EXERCISE DETAILS
Continue the article about Avram Grant's absence from Ghana from where it stops, ignoring the material that follows it.

Avram Grant has been off the radar for a while, a subject which has gathered momentum in the last few weeks. But in the past week, about four key divergent views have been heard on the matter. Gary Al-Smith and Sani Mohammed chronicle the events in the story.
Anyone who follows local football news is familiar with the authoritative voice of former national team striker Augustine Arhinful.
Arhinful, never shy of throwing verbal grenades, is urging the GFA to punish the Black Stars coach if it emerges that he overstayed his holidays without convincing reasons.
"I believe so. Not necessarily sanction him, but there should always be ways to let him understand why he was employed. If we will depend solely on the foreign based players then obviously someone can also be here in Ghana and watch them," Arhinful says.
Grant, whose remit is to monitor happenings in the country's leagues and help build a solid structure for coaching in future, has been out of the country for months.
Media investigations revealed that despite his absence, the Israeli's expensive lodging bills at the Alisa Hotel in Ghana's capital have still been paid for by the FA.
Joy Sports understands that the team's headline sponsor, the para-statal Ghana National Petroleum Corporation (GNPC), will foot those bills.
"I am always certain that when you watch the players on television you can appreciate their performances better than being at the stadium," Arhinful notes.
"I say so because you have the benefit of replay, pause, and record for future use. It is also less expensive compared to travelling across Europe to monitor players.”
The agent of the Black Stars coach disagrees with Arhinful, and the growing pool of people towing the former striker's line.
Speaking to the BBC, Saif Rubie said Grant is committed to the Ghana job but inisisted global travel is key to scouting quality players.
Indeed, Rubie (above, pictured with Grant) goes on to blame Avram’s lengthy absence from Ghana on the country’s substandard players in the local league.
“It is just unfortunate that at the moment the quality of the league in Ghana is not up there due to a number of reasons. Any player that does well in Ghana goes to play for second and third division teams in Europe and even in places like Thailand and Vietnam and obviously for Avram these are not the kind of players that he would look to pick for the national team,” Rubie said.
According to Rubie “the pool of players playing in the Ghanaian league is not at the standard and level that it should be…I mean you look at the players that he has called up to the national team recently and you cannot really argue with the one player that has been selected and hasn’t come and done the job and performed at the highest level.”

DATASET EXCERPT
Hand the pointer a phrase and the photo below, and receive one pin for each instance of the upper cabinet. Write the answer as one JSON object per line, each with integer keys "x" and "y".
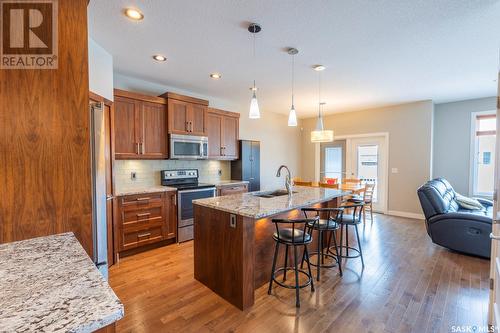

ANSWER TO THIS EXERCISE
This is a slap in the face of the Ghana FA, who have continued to trumpet the goodness of the lcoal top flight, despite the increasing spate of player-flight to foreign leagues.
Grant has overstayed his holidays for close to three months and many sources at the FA had hinted the governing body's unhappiness over the development.
This stance seemed to be confimed by Executive Committee member, Wilfred Osei.
"I don’t understand why the coach is not in the country to monitor our local matches. Modern football has developed to some extent that you don’t need to physically present to monitor players abroad.
“It is in the country that the work is even harder because then you will unearth players.The coach must be advised to stay in the country and monitor the local players.”
So, when does Avram return?
Joy Sports understands he touched down in Accra on Sunday, August 23.
But not before chairman of the Black Stars Management Committee, George Afriyie, also expressed concern.
"He has some explanations to give the management committee of the Ghana Football Association. The FA is going to organize a press conference and then make sure that the concerns being raised now is also channeled to him directly.”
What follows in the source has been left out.